╭──

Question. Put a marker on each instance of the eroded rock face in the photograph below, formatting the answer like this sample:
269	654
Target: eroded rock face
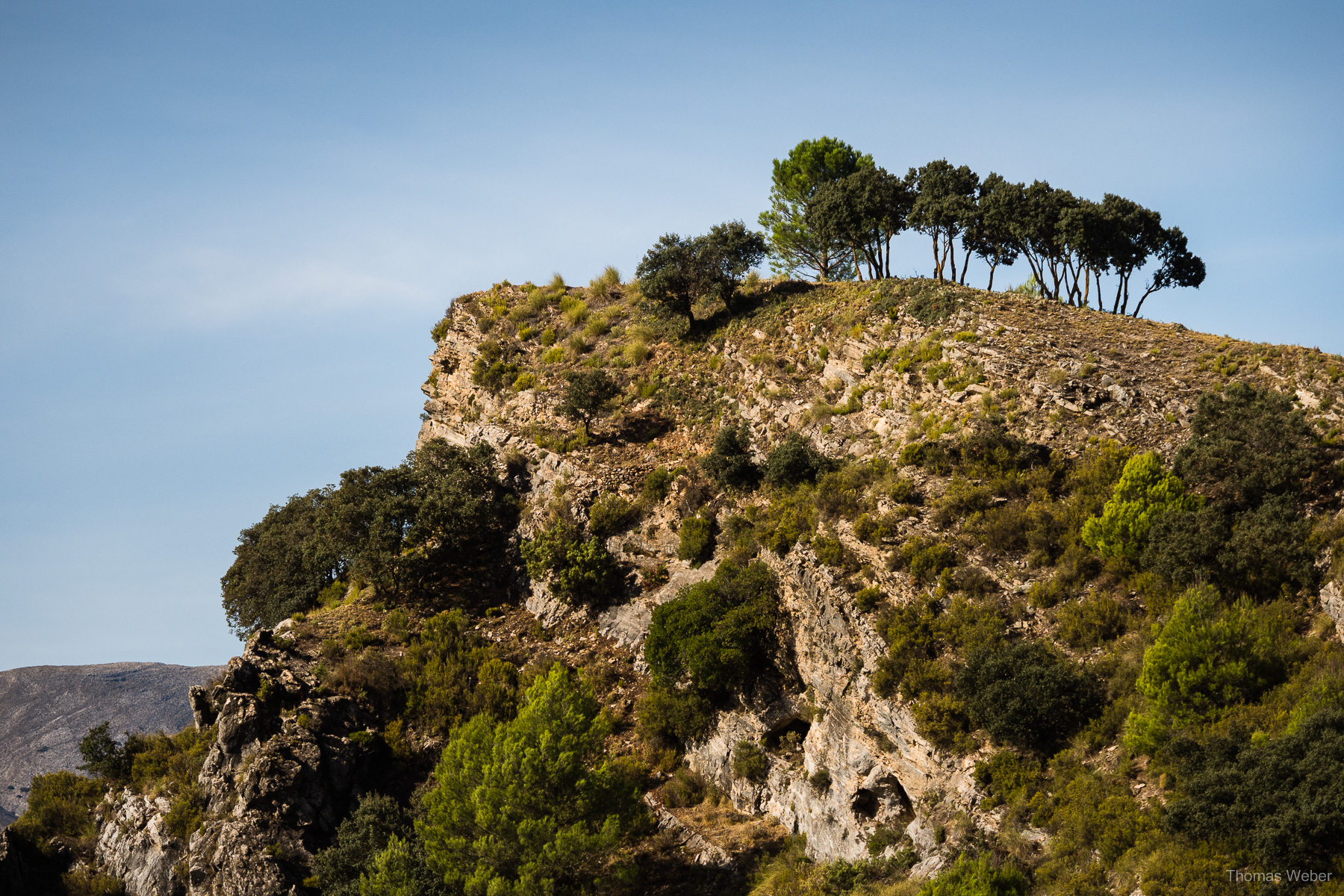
134	845
277	781
880	768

╰──

## STATED PROBLEM:
Repeat all of the material above line for line, but leave out the pictures.

## TASK SOLUTION:
Question. Put a marker on each instance of the eroded rock face in the photograph below, formatting the answer like this sample:
269	654
Target: eroded rock face
134	845
277	781
880	768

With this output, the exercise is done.